__Task goal__: Starting at the top line and ending at the last, restate the records exactly.

__Supplied material__:
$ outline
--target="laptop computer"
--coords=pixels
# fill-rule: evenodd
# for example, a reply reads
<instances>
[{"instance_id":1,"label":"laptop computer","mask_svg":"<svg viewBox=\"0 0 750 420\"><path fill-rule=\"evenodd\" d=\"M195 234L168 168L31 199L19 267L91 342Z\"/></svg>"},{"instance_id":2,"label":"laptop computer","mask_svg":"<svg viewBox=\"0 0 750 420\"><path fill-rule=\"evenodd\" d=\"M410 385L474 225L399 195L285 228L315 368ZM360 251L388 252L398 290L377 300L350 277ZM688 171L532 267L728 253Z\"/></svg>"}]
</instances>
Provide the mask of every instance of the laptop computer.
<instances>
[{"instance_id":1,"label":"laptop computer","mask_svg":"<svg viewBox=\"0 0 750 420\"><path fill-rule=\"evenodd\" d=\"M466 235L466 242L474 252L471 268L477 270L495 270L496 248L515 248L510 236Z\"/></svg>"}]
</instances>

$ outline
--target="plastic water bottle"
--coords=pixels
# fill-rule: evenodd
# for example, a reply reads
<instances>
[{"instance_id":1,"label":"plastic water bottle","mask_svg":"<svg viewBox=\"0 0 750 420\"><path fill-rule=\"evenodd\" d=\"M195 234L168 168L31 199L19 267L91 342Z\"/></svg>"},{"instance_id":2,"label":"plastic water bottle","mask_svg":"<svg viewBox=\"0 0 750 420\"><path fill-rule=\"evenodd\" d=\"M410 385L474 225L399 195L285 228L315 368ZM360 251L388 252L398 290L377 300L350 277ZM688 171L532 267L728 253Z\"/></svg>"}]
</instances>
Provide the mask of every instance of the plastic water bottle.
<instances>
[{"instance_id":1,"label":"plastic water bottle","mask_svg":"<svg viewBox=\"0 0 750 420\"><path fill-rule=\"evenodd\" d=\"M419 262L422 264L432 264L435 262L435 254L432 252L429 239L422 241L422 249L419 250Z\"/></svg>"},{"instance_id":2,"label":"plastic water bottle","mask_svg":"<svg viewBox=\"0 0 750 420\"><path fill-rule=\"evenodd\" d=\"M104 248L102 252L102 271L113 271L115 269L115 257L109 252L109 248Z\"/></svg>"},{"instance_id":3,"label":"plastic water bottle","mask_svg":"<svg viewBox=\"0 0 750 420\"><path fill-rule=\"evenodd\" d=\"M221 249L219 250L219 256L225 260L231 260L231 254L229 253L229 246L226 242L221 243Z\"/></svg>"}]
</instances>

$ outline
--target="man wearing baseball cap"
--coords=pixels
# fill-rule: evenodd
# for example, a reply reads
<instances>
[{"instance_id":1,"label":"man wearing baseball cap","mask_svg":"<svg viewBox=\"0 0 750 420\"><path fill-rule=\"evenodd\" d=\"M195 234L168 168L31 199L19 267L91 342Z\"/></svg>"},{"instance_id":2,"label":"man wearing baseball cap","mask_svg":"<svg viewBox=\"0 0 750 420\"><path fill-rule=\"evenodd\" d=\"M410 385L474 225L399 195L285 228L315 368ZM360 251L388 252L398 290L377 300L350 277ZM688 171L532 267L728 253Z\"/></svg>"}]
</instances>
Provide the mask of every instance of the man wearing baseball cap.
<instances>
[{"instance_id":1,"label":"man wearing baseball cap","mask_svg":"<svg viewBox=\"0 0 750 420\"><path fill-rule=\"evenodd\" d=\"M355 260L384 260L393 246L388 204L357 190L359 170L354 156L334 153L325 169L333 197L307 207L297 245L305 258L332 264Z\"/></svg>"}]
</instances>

__Result of the exercise__:
$ outline
--target="laptop computer"
--coords=pixels
# fill-rule: evenodd
# for example, a reply reads
<instances>
[{"instance_id":1,"label":"laptop computer","mask_svg":"<svg viewBox=\"0 0 750 420\"><path fill-rule=\"evenodd\" d=\"M195 234L168 168L31 199L19 267L91 342Z\"/></svg>"},{"instance_id":2,"label":"laptop computer","mask_svg":"<svg viewBox=\"0 0 750 420\"><path fill-rule=\"evenodd\" d=\"M410 385L474 225L399 195L285 228L315 368ZM360 251L388 252L398 290L377 300L350 277ZM688 171L532 267L728 253Z\"/></svg>"}]
</instances>
Provide the mask of every instance of the laptop computer.
<instances>
[{"instance_id":1,"label":"laptop computer","mask_svg":"<svg viewBox=\"0 0 750 420\"><path fill-rule=\"evenodd\" d=\"M466 235L466 242L474 252L471 268L477 270L495 270L496 248L515 248L510 236Z\"/></svg>"}]
</instances>

$ outline
--target="plastic water bottle"
--coords=pixels
# fill-rule: evenodd
# for example, a reply reads
<instances>
[{"instance_id":1,"label":"plastic water bottle","mask_svg":"<svg viewBox=\"0 0 750 420\"><path fill-rule=\"evenodd\" d=\"M195 234L168 168L31 199L19 267L91 342Z\"/></svg>"},{"instance_id":2,"label":"plastic water bottle","mask_svg":"<svg viewBox=\"0 0 750 420\"><path fill-rule=\"evenodd\" d=\"M410 385L474 225L399 195L285 228L315 368ZM360 251L388 252L398 290L377 300L350 277ZM688 171L532 267L728 253Z\"/></svg>"}]
</instances>
Provide the mask of every instance of the plastic water bottle.
<instances>
[{"instance_id":1,"label":"plastic water bottle","mask_svg":"<svg viewBox=\"0 0 750 420\"><path fill-rule=\"evenodd\" d=\"M419 262L422 264L432 264L435 262L435 254L432 252L429 239L422 241L422 249L419 250Z\"/></svg>"},{"instance_id":2,"label":"plastic water bottle","mask_svg":"<svg viewBox=\"0 0 750 420\"><path fill-rule=\"evenodd\" d=\"M104 248L102 252L102 271L113 271L115 269L115 257L109 252L109 248Z\"/></svg>"},{"instance_id":3,"label":"plastic water bottle","mask_svg":"<svg viewBox=\"0 0 750 420\"><path fill-rule=\"evenodd\" d=\"M221 249L219 250L219 256L225 260L231 260L231 254L229 253L229 246L226 242L221 243Z\"/></svg>"}]
</instances>

$ outline
--target="man wearing baseball cap"
--coords=pixels
# fill-rule: evenodd
# for example, a reply reads
<instances>
[{"instance_id":1,"label":"man wearing baseball cap","mask_svg":"<svg viewBox=\"0 0 750 420\"><path fill-rule=\"evenodd\" d=\"M195 234L168 168L31 199L19 267L91 342Z\"/></svg>"},{"instance_id":2,"label":"man wearing baseball cap","mask_svg":"<svg viewBox=\"0 0 750 420\"><path fill-rule=\"evenodd\" d=\"M410 385L474 225L399 195L285 228L315 368ZM360 251L388 252L398 290L377 300L350 277ZM688 171L532 267L728 253Z\"/></svg>"}]
</instances>
Provide the mask of every instance of the man wearing baseball cap.
<instances>
[{"instance_id":1,"label":"man wearing baseball cap","mask_svg":"<svg viewBox=\"0 0 750 420\"><path fill-rule=\"evenodd\" d=\"M355 260L384 260L393 246L388 204L357 190L359 170L354 156L334 153L325 169L333 197L307 207L297 245L305 258L332 264Z\"/></svg>"}]
</instances>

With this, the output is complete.